The task – Each record below should be printed exactly as it was written.
---------- Data under study ----------
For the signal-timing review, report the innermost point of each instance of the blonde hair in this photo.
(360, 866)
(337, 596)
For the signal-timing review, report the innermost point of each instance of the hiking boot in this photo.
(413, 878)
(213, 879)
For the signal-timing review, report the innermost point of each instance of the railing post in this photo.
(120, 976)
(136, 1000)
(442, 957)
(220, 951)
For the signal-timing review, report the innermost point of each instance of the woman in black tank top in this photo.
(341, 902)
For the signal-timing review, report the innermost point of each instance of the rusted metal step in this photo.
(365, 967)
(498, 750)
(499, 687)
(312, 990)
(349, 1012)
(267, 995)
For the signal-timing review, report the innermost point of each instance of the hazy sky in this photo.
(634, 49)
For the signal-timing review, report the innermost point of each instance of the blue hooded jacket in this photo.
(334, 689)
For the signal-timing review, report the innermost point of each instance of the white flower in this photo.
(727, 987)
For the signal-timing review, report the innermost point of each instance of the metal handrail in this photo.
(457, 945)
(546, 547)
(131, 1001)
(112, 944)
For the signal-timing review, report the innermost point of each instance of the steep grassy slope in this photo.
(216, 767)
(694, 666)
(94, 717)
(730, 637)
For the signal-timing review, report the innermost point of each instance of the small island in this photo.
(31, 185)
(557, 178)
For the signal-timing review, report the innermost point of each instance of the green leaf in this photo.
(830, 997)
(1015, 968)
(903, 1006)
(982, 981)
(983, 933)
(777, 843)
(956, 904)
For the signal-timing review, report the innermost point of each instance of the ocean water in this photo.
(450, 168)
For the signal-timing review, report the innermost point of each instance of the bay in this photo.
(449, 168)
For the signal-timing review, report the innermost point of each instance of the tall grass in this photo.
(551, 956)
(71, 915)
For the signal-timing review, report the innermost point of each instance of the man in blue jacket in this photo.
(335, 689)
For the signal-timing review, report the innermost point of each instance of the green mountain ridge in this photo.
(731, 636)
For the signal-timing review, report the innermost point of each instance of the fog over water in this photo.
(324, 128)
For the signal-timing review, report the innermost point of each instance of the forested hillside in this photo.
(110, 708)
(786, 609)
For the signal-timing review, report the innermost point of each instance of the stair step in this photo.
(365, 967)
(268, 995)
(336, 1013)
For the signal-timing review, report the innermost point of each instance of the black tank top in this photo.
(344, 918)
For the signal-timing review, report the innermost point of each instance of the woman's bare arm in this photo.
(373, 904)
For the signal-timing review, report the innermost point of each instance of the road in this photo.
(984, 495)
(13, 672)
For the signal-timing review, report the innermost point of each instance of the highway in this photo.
----------
Output –
For the signal-timing review, report the innermost point of each instance of the blonde hair in this photo.
(360, 866)
(337, 596)
For the signal-timing review, report the innermost point of each instance of the hiking boot in this photo.
(413, 878)
(213, 879)
For the signal-timing review, report the innermost point of each instance of the railing post in this photo.
(120, 976)
(136, 1000)
(442, 957)
(220, 951)
For the signal-timing review, report the innermost point of each instance of the woman in black tank top in this photo.
(341, 902)
For the signal-timing review, report the innermost point of each instance of the rusted metal step in this photo.
(365, 967)
(498, 750)
(499, 687)
(312, 990)
(349, 1012)
(267, 995)
For the signal-timing review, report the innermost point of each instance of the hazy sky in this photo.
(634, 49)
For the signal-timing review, report the innermost point of each instance of the blue hooded jacket in this photo.
(334, 689)
For the signal-timing review, report the innermost point of each instance of the white flower in this photo.
(727, 987)
For the signal-timing review, report the innermost point of each instance of the metal handrail in this photo.
(457, 945)
(546, 547)
(131, 1001)
(112, 944)
For the signal-timing review, report the innermost point of each instance of the steep grassy slope in this photo.
(216, 767)
(694, 666)
(94, 717)
(730, 637)
For the signal-timing review, report the innermost point of each instance of the small island in this photo.
(31, 185)
(557, 178)
For the signal-timing review, report the innermost point of each instance of the green leaf in this photo.
(830, 997)
(1015, 968)
(903, 1006)
(982, 981)
(983, 933)
(777, 843)
(956, 904)
For the signal-timing review, report the innermost point of each instance of the ocean water in this photo.
(450, 168)
For the signal-timing review, report the innermost point of each instance of the bay in this photo.
(449, 168)
For the signal-timing review, report the innermost point of each instance of the tall grass in this photo.
(551, 956)
(71, 915)
For the signal-timing review, report the innermost point of each instance of the man in blue jacket in this photo.
(335, 689)
For the signal-timing review, report the innermost point of each instance of the green mountain ridge in this photo.
(731, 636)
For the signal-timing review, report the innermost point of each instance of the fog over water in this photo.
(324, 128)
For the signal-timing review, report the innermost point of each instance of the forested hillside in this photo.
(110, 708)
(786, 609)
For the signal-timing review, report the innermost point of each instance of the stair step in this photo.
(365, 967)
(268, 995)
(336, 1013)
For the signal-timing review, report the innermost point of each instance of the black tank top in this photo.
(344, 918)
For the signal-timing review, report the innermost point of each instance of the woman's bare arm in this photo.
(373, 904)
For the signal-timing review, report the innermost point of each instance of the road in this photo.
(984, 495)
(13, 672)
For the signal-timing review, report the innermost point of each instance of the highway in this photo.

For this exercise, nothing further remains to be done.